> _TASK GOAL_
Write out everything from the beginning of the items below down to the line containing "[244,34,265,45]", including both of those lines. Leave the pictures out of your copy.

> _PROVIDED DATA_
※

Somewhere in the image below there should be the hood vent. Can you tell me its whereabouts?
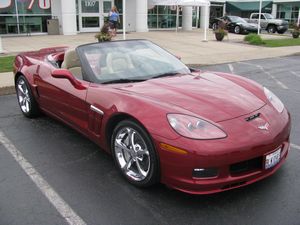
[245,113,260,122]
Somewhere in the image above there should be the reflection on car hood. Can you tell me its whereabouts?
[118,73,265,122]
[238,23,258,29]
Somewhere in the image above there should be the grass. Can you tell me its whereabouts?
[0,56,15,73]
[264,38,300,47]
[244,34,300,48]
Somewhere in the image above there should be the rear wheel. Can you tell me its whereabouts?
[212,23,218,30]
[234,26,241,34]
[267,25,276,34]
[111,120,159,187]
[16,75,39,118]
[277,30,285,34]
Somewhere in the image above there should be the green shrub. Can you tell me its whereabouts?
[244,34,265,45]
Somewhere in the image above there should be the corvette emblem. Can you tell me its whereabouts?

※

> _COMPLETED EXERCISE_
Somewhere in the image below there should be the hood vent. Can you tell me its whereabouts?
[245,113,260,122]
Somewhere in the image above there should be the reflection on car hood. Can you tell me its whereabouts?
[118,73,265,122]
[238,23,258,29]
Somewhere in the image above there should be the grass. Can you tell me its whereabouts?
[0,56,15,73]
[264,38,300,47]
[244,34,300,48]
Somewhere in the image above there should be the rear wheel. Can you tell me its whereabouts?
[212,23,218,30]
[234,26,241,34]
[267,25,276,34]
[111,120,159,187]
[16,75,39,118]
[277,30,285,34]
Somewhere in the image above there should be the green shrub. Can you tell me its whereabouts?
[244,34,265,45]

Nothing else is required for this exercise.